DATA FOR THIS TASK>

# # # #

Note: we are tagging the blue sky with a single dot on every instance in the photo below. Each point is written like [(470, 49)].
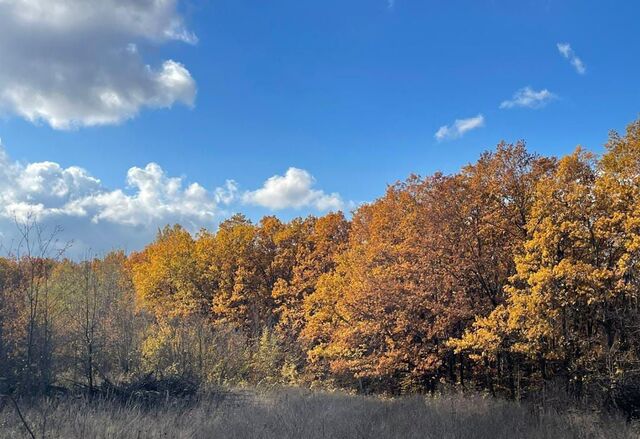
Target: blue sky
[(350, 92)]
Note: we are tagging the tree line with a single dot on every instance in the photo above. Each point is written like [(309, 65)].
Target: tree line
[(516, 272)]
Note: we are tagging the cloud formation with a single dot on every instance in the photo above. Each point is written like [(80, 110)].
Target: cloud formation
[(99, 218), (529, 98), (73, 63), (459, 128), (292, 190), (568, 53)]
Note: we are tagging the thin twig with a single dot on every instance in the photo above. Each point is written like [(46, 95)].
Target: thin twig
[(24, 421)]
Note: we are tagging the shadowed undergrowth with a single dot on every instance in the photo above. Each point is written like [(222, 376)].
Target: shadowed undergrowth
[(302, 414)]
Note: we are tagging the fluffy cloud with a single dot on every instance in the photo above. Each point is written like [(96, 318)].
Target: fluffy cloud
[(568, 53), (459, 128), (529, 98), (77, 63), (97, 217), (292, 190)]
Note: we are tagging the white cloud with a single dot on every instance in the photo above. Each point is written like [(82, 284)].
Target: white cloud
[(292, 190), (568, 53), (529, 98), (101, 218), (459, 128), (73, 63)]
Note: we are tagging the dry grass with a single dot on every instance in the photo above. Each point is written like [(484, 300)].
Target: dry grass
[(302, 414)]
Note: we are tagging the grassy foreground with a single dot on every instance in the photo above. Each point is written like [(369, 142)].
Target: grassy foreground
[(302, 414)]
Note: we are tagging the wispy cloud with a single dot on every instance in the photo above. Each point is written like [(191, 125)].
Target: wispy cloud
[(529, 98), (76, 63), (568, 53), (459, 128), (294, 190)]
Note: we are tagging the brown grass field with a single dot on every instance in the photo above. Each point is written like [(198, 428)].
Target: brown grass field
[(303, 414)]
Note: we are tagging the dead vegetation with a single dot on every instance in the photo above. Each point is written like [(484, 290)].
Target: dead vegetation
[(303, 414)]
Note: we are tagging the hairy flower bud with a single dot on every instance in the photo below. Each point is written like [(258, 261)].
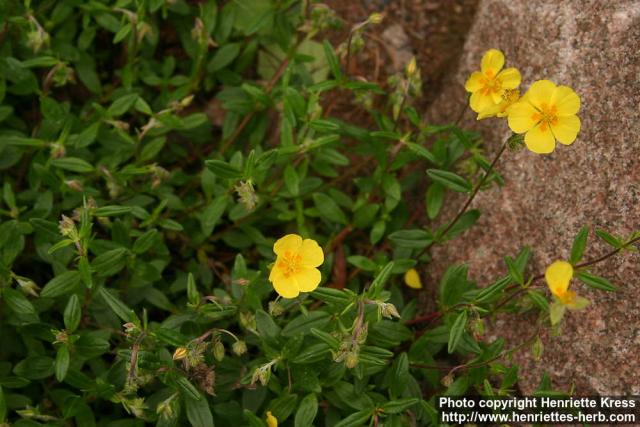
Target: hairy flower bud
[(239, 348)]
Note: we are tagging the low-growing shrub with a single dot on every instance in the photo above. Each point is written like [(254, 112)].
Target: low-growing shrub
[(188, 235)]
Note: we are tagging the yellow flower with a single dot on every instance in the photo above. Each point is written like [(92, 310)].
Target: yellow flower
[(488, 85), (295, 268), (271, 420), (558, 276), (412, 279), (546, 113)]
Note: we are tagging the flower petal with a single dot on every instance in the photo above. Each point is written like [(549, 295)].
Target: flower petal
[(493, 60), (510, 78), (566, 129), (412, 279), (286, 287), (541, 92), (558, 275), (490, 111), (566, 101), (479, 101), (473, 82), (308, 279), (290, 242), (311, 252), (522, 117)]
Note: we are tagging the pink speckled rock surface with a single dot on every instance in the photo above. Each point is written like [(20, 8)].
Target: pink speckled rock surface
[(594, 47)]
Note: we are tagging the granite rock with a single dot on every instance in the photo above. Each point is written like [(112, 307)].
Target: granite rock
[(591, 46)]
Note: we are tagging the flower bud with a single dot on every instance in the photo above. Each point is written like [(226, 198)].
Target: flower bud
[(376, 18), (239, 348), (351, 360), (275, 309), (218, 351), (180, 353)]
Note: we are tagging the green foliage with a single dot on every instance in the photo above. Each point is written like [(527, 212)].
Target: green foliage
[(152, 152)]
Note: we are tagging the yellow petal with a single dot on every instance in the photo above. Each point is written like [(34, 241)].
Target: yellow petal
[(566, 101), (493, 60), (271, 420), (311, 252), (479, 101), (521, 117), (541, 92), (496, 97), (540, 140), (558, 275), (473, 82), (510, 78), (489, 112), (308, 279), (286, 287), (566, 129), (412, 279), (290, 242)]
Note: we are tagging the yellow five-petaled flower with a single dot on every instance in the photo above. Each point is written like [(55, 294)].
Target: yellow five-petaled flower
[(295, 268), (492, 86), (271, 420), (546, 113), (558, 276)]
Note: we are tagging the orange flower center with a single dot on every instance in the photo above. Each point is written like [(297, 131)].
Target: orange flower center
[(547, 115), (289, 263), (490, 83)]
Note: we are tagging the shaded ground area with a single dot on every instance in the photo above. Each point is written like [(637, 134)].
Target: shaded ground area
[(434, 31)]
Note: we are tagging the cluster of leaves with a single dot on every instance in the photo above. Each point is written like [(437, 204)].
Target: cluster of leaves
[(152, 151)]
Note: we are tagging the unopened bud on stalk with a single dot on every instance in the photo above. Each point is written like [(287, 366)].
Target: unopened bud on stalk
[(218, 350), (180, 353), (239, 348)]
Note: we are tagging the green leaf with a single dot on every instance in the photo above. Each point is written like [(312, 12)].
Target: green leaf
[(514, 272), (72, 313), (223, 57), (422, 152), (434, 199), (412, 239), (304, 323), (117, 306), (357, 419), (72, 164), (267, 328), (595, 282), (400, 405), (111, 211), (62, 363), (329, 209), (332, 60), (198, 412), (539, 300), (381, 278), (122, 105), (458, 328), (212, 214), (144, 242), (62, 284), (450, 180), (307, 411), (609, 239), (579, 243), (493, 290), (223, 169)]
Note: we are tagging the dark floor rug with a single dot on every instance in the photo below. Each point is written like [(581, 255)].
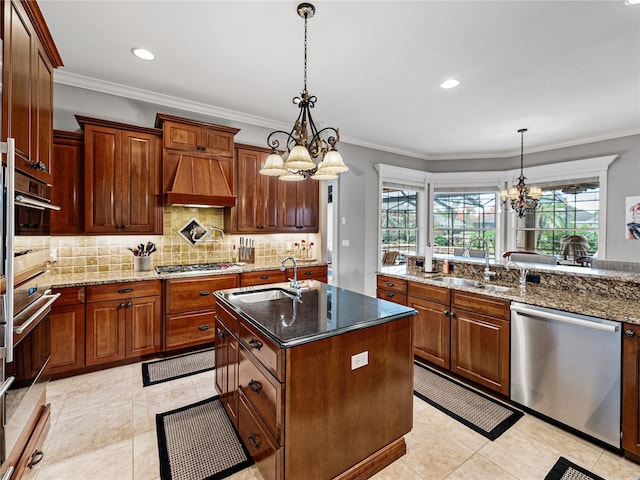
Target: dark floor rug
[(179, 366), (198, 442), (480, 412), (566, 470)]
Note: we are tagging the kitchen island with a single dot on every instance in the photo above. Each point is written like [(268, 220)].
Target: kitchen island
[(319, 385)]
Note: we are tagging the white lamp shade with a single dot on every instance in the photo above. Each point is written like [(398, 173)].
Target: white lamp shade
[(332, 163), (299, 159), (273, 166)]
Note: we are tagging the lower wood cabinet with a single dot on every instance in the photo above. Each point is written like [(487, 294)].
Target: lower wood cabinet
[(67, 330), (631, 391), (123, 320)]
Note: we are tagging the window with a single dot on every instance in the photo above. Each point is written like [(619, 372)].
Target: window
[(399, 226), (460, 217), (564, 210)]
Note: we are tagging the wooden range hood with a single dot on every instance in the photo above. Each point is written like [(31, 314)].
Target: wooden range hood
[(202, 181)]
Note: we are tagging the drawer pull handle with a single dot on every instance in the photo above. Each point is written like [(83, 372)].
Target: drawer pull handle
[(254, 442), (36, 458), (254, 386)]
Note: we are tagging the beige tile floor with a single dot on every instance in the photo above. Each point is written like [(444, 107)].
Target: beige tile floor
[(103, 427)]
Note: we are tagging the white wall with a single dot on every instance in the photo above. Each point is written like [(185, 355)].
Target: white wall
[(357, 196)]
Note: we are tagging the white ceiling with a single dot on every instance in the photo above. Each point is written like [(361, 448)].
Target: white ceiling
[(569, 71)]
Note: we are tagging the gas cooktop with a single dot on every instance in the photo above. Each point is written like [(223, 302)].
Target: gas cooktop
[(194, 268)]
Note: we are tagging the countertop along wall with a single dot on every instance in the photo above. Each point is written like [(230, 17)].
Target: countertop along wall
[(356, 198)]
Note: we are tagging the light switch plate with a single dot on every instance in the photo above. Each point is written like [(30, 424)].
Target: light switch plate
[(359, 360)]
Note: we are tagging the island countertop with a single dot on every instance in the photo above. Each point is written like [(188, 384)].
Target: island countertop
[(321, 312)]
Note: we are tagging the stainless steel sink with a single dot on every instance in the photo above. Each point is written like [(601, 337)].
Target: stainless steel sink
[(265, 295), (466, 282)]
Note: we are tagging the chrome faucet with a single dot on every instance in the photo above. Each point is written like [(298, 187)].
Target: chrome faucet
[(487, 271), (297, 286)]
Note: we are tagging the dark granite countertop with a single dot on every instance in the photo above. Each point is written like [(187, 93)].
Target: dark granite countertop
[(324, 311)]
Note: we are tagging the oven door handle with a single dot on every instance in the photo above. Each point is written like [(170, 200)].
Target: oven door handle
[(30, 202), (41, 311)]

# # # #

Pull out the stretch of items from the line containing "Note: we are tagging the dry" through the line containing "[(594, 47)]", copying each line without change and leaving out the pictures.

EXERCISE RESULT>
Note: we are tagging the dry grass with a single dot on every instance in the photo above. Each point is written like [(484, 300)].
Target: dry grass
[(302, 414)]
Note: we are tagging the grassy foreground with a single dot on every instance in the photo above. Each point is written like [(369, 142)].
Target: grassy foreground
[(302, 414)]
Note: we are tagging the wispy cloud with a single dot on every instance in the photo above. Each point is written like [(191, 125)].
Target: wispy cloud
[(529, 98), (76, 63), (568, 53), (459, 128), (294, 190)]
Note: we are tagging the brown grass field with a single dot on every instance in the photo above. Each point is written like [(198, 428)].
Target: brown grass field
[(303, 414)]
Note: we are tagging the dead vegetation with a single dot on every instance in the photo above. Each point is written like [(484, 290)].
Target: dead vegetation
[(303, 414)]
Note: we are tagging the hairy flower bud with a single dot on every instance in the photo below. Each point is written like [(258, 261)].
Target: hairy flower bud
[(239, 348)]
Note: we are tagging the low-growing shrub with a single dot on every instance in the photo above. Each point is written like [(254, 112)].
Target: low-growing shrub
[(188, 235)]
Note: we are tagging the yellow flower with a single dot on every instance in the photo above. Each point is written like [(92, 310)].
Target: yellow flower
[(488, 85), (295, 268), (271, 420), (558, 276), (412, 279), (546, 113)]
Note: we are tagging the flower petal with a single dot on every instance in the photo above. Each point is written like [(549, 295)].
Target: flower petal
[(493, 60), (510, 78), (566, 129), (412, 279), (286, 287), (541, 92), (558, 275), (490, 111), (566, 101), (479, 101), (473, 82), (308, 279), (290, 242), (311, 252), (522, 117)]
Note: we are tagging the pink speckled rock surface with a single dot on every instance in the photo above. Each point is written like [(20, 8)].
Target: pink speckled rock surface
[(594, 47)]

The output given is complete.